◆ Records for the exercise
++++++++
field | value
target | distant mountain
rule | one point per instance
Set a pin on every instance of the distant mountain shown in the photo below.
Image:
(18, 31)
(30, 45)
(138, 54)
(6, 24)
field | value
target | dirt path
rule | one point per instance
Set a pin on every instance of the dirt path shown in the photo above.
++++++++
◆ Given instruction
Write out every line of the material above again, adding -38 to each coordinate in the answers.

◆ Correct output
field | value
target | distant mountain
rule | one point per instance
Set a pin on every instance of the distant mountain shown in the photo below.
Image:
(-20, -7)
(-8, 7)
(100, 16)
(-32, -14)
field | value
target | dirt path
rule | one point per instance
Set a pin on every instance of the dirt path shown in the photo above.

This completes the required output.